What the task asks: The answer must be an exact transcription of every record.

Records:
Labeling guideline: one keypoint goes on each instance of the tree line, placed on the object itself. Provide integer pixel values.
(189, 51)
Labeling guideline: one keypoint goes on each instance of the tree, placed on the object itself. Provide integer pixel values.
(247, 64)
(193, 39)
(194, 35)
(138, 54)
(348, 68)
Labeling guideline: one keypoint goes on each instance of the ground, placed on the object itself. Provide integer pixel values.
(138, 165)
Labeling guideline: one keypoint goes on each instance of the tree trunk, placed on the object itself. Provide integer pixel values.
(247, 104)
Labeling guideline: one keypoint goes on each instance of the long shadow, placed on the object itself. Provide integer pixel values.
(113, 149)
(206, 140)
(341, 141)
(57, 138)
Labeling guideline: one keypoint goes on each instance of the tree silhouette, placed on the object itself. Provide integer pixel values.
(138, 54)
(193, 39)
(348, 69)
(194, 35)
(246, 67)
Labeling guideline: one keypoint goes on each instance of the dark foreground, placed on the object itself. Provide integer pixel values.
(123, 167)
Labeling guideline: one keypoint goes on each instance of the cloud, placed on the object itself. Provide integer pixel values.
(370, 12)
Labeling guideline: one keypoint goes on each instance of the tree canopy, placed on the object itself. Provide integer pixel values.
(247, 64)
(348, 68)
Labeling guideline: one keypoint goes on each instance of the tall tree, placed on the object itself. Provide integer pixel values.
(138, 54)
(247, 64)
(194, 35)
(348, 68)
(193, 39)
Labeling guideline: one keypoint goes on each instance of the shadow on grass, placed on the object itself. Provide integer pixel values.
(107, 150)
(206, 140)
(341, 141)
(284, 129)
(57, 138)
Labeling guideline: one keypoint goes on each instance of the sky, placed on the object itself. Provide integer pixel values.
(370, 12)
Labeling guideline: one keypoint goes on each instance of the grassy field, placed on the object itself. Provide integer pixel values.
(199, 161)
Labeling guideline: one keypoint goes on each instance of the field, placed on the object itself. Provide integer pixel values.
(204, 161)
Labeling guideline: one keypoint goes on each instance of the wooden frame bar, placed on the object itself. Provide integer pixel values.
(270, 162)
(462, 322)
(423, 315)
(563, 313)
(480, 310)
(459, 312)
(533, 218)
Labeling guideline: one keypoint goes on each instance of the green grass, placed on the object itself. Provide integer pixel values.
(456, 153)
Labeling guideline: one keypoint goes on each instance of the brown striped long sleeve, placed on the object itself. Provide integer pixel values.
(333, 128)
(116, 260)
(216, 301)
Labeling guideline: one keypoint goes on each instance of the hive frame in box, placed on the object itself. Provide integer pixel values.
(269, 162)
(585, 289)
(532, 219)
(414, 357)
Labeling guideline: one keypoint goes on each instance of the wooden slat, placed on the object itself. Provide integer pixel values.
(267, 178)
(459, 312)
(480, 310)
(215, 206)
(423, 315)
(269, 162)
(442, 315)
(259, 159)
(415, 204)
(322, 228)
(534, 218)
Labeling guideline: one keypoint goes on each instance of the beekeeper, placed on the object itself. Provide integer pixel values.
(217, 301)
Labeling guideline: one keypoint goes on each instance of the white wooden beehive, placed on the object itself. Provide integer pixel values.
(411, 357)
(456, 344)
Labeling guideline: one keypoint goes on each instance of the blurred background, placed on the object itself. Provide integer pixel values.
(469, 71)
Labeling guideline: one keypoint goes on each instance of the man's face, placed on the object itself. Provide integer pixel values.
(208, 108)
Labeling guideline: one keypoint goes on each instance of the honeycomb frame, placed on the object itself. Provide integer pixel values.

Response:
Labeling guideline: one keypoint goes on each instance of the tree line, placed on the object itself. Provide integer pixel values.
(189, 51)
Labeling guideline: one keypoint goes on each instance of the tree, placed on the object itself. Provide integer pixel values.
(247, 64)
(193, 39)
(194, 35)
(138, 54)
(348, 68)
Labeling guideline: one keypoint goes on each instance of the ground, placed on the object itself. Provide integer pixel values.
(138, 165)
Labeling guideline: one keypoint goes on each instance of the tree trunk, placed on the object itself. Provide integer pixel values.
(247, 104)
Labeling guideline: one keypoint goes on each instance of the long shadow, placed on the object itself. Provide integer pixel values.
(113, 149)
(206, 140)
(341, 141)
(57, 138)
Labeling guideline: one keypoint goes on each instance of the tree silhouette, placed on the object itself. Provide integer pixel values.
(138, 54)
(193, 39)
(348, 69)
(194, 35)
(246, 67)
Labeling guideline: one keypoint goes on each instance of the dark foreground, placed on the object itself. Provide integer pixel values.
(123, 167)
Labeling guideline: one keypoint goes on each instance of the cloud, placed on the object itself. Provide integer pixel values.
(370, 12)
Labeling guideline: one keypoint goes on each instance of the tree canopy, placed on the object itself. Provide integer pixel values.
(247, 64)
(348, 68)
Labeling guideline: one keypoint goes on each instance of the tall tree, placed on the object itself. Provide integer pixel values.
(138, 54)
(247, 64)
(194, 35)
(348, 68)
(193, 39)
Labeling guideline: one keypoint goes on each instance of the shadow on grass, placed on the object itself. Provide integer pixel values.
(107, 150)
(206, 140)
(341, 141)
(284, 129)
(57, 138)
Labeling guideline: one keypoint goes on each instance of the sky, placed on the object itself. Provide integer pixel values.
(370, 12)
Labeling guideline: one keypoint goes on each instance of the grassy field, placed on the object itself. Provide integer pixel values.
(199, 161)
Labeling guideline: one keypoint goes on each instance of the field, placed on the object itself. Provide integer pixel values.
(204, 161)
Labeling guideline: one keypoint goes on each instance of the wooden frame bar, placed on the object itself. Provide integer pixel values.
(270, 162)
(462, 322)
(423, 315)
(563, 313)
(480, 310)
(459, 312)
(533, 218)
Labeling guideline: one keypoint goes on each instance of the green grass, placed on the object itself. Provide integer pixel values.
(456, 153)
Labeling guideline: one keypoint goes on each instance of the brown striped long sleeve, placed on the object itself. Provide integer pixel values.
(333, 128)
(116, 260)
(216, 301)
Labeling guideline: one keypoint goes on each instance of the hive frame in box, placed on the object itself. Provide integer pixel values.
(269, 162)
(585, 289)
(532, 219)
(414, 357)
Labeling guideline: one keypoint goes on each instance of the wooden slat, placed on the object itself. Provide integer pixel values.
(267, 178)
(459, 312)
(480, 310)
(215, 206)
(423, 315)
(269, 162)
(442, 315)
(259, 159)
(415, 204)
(322, 228)
(534, 218)
Labeling guideline: one keypoint goes on each instance of the beekeeper, placed on the object itself. Provide integer pixel values.
(217, 301)
Labeling guideline: one keypoint goes on each instance of the white wooden beehive, placed on the object itself. Provide integer pixel values.
(411, 357)
(456, 344)
Labeling guideline: one keypoint goes on each instance of the blurred background, placed on the object itself. Provide integer pixel values.
(469, 71)
Labeling guideline: one keypoint goes on each instance of the man's face, placed on the object itself. Provide integer pixel values.
(208, 108)
Labeling guideline: one keypoint goes on each instance of the honeycomb frame, placed on the object itself. Provide integer pixel values.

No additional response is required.